─── RECORD LIST ───

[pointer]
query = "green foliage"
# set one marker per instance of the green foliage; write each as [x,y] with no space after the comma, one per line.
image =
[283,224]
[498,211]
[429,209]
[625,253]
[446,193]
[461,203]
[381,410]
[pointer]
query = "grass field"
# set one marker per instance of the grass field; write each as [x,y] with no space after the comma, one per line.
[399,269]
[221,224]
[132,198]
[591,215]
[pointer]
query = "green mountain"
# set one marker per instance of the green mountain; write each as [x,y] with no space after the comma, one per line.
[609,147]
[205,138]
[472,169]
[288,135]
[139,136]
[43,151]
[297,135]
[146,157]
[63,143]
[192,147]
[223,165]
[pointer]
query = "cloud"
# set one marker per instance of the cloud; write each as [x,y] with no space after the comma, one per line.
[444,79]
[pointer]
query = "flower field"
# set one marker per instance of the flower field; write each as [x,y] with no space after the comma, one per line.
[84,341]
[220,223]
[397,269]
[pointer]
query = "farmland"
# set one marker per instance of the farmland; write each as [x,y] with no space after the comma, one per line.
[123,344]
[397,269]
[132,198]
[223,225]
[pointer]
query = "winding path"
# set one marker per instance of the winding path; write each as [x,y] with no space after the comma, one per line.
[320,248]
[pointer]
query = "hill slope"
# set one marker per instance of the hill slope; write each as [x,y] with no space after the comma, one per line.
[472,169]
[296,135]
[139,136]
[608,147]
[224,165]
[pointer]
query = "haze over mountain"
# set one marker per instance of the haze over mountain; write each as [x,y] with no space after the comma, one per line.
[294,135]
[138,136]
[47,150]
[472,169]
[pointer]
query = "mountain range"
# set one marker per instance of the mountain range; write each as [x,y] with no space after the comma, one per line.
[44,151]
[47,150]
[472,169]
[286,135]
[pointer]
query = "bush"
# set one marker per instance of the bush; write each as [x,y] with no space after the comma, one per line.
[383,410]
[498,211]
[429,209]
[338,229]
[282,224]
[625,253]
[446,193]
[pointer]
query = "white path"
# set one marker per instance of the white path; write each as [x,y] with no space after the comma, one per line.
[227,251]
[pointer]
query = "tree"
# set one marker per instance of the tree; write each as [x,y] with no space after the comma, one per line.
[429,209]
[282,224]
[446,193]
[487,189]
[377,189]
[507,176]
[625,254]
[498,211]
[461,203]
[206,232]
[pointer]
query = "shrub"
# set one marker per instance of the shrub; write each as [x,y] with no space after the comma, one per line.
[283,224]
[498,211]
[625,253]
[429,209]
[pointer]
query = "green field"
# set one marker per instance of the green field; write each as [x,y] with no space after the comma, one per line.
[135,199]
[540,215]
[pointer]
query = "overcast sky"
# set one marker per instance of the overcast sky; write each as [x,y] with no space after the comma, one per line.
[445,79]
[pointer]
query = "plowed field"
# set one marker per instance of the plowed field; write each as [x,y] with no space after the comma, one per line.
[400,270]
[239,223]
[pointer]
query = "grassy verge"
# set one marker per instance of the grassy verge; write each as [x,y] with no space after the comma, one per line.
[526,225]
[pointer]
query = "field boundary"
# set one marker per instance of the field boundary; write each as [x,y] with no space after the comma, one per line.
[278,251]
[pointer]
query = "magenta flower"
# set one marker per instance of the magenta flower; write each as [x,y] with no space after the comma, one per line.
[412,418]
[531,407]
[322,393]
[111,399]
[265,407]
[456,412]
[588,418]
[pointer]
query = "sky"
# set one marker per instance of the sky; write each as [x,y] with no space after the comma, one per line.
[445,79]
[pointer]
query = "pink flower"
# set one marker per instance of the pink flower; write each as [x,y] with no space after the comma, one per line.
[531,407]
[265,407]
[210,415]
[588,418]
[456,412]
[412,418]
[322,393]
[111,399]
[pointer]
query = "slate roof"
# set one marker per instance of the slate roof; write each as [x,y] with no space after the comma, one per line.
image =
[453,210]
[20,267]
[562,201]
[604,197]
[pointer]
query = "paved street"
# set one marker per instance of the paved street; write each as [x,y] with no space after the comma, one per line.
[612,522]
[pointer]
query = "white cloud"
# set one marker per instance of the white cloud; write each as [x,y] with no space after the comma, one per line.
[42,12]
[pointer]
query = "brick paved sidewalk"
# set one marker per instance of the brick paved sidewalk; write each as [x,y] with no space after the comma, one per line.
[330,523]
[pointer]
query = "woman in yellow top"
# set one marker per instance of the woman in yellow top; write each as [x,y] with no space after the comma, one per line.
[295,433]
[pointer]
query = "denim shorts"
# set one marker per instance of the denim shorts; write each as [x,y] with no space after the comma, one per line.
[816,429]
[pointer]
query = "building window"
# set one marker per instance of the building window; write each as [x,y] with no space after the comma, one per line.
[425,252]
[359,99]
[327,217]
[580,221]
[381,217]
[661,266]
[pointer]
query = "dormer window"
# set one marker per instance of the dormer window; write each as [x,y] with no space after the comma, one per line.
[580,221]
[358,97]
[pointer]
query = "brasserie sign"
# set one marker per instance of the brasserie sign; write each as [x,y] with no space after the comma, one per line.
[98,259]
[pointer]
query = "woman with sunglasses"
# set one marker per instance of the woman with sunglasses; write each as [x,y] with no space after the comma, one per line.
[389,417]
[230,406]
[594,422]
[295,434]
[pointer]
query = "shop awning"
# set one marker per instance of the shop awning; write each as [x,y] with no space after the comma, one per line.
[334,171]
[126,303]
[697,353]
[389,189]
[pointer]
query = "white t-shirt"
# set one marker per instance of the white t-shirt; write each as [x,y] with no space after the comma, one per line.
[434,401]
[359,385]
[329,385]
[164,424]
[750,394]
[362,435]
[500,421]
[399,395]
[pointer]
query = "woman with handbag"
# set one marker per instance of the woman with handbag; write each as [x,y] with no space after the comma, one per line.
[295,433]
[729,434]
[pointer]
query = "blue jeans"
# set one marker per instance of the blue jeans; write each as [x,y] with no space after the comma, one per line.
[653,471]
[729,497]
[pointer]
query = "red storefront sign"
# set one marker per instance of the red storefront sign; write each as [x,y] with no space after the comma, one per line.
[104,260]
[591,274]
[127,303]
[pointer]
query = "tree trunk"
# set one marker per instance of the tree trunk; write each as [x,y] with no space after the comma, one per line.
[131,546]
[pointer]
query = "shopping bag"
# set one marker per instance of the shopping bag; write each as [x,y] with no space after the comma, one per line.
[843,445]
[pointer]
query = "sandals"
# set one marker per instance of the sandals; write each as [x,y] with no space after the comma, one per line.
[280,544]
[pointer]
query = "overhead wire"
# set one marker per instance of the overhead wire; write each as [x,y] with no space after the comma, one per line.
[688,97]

───

(WORK TO BE COMPLETED):
Repeat the data exactly. Leave nothing out.

(TASK SOLUTION):
[pointer]
query = "green foliage"
# set one marker per instance of the green foliage; write each as [x,y] with no space after the comma, one per line.
image =
[283,224]
[498,211]
[429,209]
[625,253]
[446,193]
[461,203]
[381,410]
[pointer]
query = "grass field"
# set one marker per instance of the grass field; write each as [x,y] with no space after the comma, one per line.
[399,269]
[221,224]
[132,198]
[591,215]
[pointer]
query = "green mountain"
# set one marker per instance of the green mountain; write each as [x,y] with no space after the comma, one per line.
[609,147]
[205,138]
[472,169]
[288,135]
[139,136]
[43,151]
[297,135]
[146,157]
[63,143]
[192,147]
[223,165]
[pointer]
query = "cloud"
# set one marker per instance of the cloud; write each as [x,y] with no space after the comma, one per line.
[444,79]
[pointer]
query = "flower field"
# set one marker per instance of the flower field; write each as [x,y] with no space after the comma, one per line.
[84,341]
[220,223]
[397,269]
[pointer]
query = "farmland"
# set one marker per instance of the farmland; write each as [x,y] with no space after the comma, one per line.
[123,344]
[397,269]
[132,198]
[223,225]
[pointer]
query = "winding path"
# set one marker per instance of the winding path; write each as [x,y] with no space after the comma, one per line.
[320,248]
[pointer]
query = "hill slope"
# set one marker per instance of the hill slope; write each as [x,y] with no space after the comma, one per line.
[472,169]
[296,135]
[139,136]
[608,147]
[224,165]
[pointer]
query = "haze over mountain"
# set one marker per instance of the haze over mountain; write each as [x,y] with no space after the comma, one per line.
[294,135]
[138,136]
[47,150]
[472,169]
[pointer]
query = "mountain range"
# set one marker per instance of the mountain range; write each as [x,y] with no space after the comma, one per line.
[44,151]
[47,150]
[472,169]
[286,135]
[pointer]
query = "bush"
# set one marker per instance of the bush; write each as [x,y] with no space after the comma, one per line.
[383,410]
[498,211]
[429,209]
[338,229]
[282,224]
[625,253]
[446,193]
[pointer]
query = "white path"
# set one marker per instance of the white path; write each as [x,y] with no space after the comma, one per line.
[227,251]
[pointer]
query = "tree"
# set one marker per instance of the tree; write each as [x,y] with no space after the comma, one per line.
[429,209]
[282,224]
[446,193]
[487,189]
[377,189]
[507,176]
[625,254]
[498,211]
[461,203]
[206,232]
[pointer]
query = "shrub"
# set one marker per instance of the shrub; write each as [x,y] with no space after the comma, one per line.
[283,224]
[498,211]
[625,253]
[429,209]
[pointer]
query = "green field"
# set one marker per instance of the green field; write each as [x,y] with no space after the comma, one per line.
[135,199]
[540,215]
[pointer]
query = "overcast sky"
# set one marker per instance of the overcast sky; write each as [x,y] with no space after the comma, one per line.
[445,79]
[pointer]
query = "plowed field"
# set one marker per instance of the plowed field; write each as [x,y] with no space after the comma, one per line.
[400,270]
[239,223]
[pointer]
query = "grassy verge"
# set one marker per instance of the grassy verge; write each as [x,y] with no space after the comma, one per line.
[526,225]
[pointer]
query = "field boundary"
# set one marker per instance of the field boundary; write each as [x,y] with no space after the comma, one per line.
[278,251]
[pointer]
query = "magenta flower"
# set one marker per instance of the magenta flower; write each as [x,y] with no space after the comma, one per line.
[412,418]
[531,407]
[322,393]
[111,399]
[265,407]
[456,412]
[588,418]
[pointer]
query = "sky"
# set one marker per instance of the sky; write each as [x,y] with no space after the comma, one per line.
[445,79]
[pointer]
query = "pink flower"
# set one marker per instance of the pink flower; write each as [x,y] with no space after the comma, one per line.
[531,407]
[265,407]
[210,415]
[588,418]
[456,412]
[412,418]
[322,393]
[111,399]
[pointer]
query = "slate roof"
# set one marker per instance of the slate roof; write each as [x,y] with no space after the comma, one per line.
image =
[453,210]
[20,267]
[562,201]
[604,197]
[pointer]
query = "paved street"
# set one marker per instance of the paved street; write each as [x,y] with no space after the comma, one per line.
[612,522]
[pointer]
query = "white cloud"
# set one marker per instance of the white cloud; write each as [x,y] with no space after the comma, one per line.
[42,12]
[pointer]
query = "brick paved sidewalk"
# set one marker per instance of the brick paved sidewalk; write each as [x,y] with no space after the comma, one per line.
[330,523]
[pointer]
query = "woman in yellow top"
# set one marker per instance of the woman in yellow top; write each as [x,y] with no space after the comma, one per line.
[295,433]
[pointer]
query = "denim shorts"
# set one marker per instance of the denim shorts; write each as [x,y] with no space after the comma, one per line.
[816,429]
[pointer]
query = "building window"
# set one marker per instance of the building window; write each as [x,y] with no space after the comma, one per line.
[425,252]
[359,99]
[327,217]
[580,221]
[381,217]
[661,266]
[pointer]
query = "dormer window"
# set one marker per instance of the dormer window; write each as [x,y] with no space after the comma, one per line.
[580,221]
[358,97]
[pointer]
query = "brasserie sign"
# set one marker per instance of the brasserie sign; write each as [x,y] with no space after the comma, one per line.
[98,259]
[pointer]
query = "woman with sunglasses"
# set one marker per instance of the woman with sunglasses; write each as [x,y] with no space after the comma, one per line.
[389,417]
[230,406]
[594,422]
[295,434]
[pointer]
query = "shop awning"
# set one marker per instance of the shop awning; write each as [x,y] with no space after the comma, one per line.
[334,171]
[126,303]
[697,353]
[389,189]
[pointer]
query = "white t-shirt"
# set one marker per instance of the white t-shirt; write each as [x,y] with no space after the comma, one per line.
[434,401]
[359,385]
[329,385]
[164,424]
[750,394]
[362,435]
[500,421]
[399,395]
[pointer]
query = "woman with handbag"
# set one marker per instance of the woman with handbag; write each as [x,y] with no space after the comma, one per line.
[295,433]
[729,434]
[pointer]
query = "blue jeans"
# set one marker per instance of the blue jeans; write each as [x,y] with no space after the comma, one per line.
[653,471]
[729,497]
[pointer]
query = "red storefront sign"
# set one marker per instance of the red storefront sign; write each as [x,y] with no space after the comma, one per line.
[104,260]
[591,274]
[127,303]
[pointer]
query = "tree trunk"
# set one marker per instance of the tree trunk; write each as [x,y] with no space after the comma, one per line.
[131,546]
[pointer]
query = "shopping bag"
# set one marker per instance of the shopping bag; write each as [x,y] with no space after the comma, one per line.
[843,445]
[pointer]
query = "sandals"
# set one marker per instance of the sandals; write each as [x,y] with no space after the comma, one per line.
[280,544]
[pointer]
query = "overhead wire"
# set one marker per instance of the overhead wire; write each as [x,y] with no space after the comma, one per line.
[688,97]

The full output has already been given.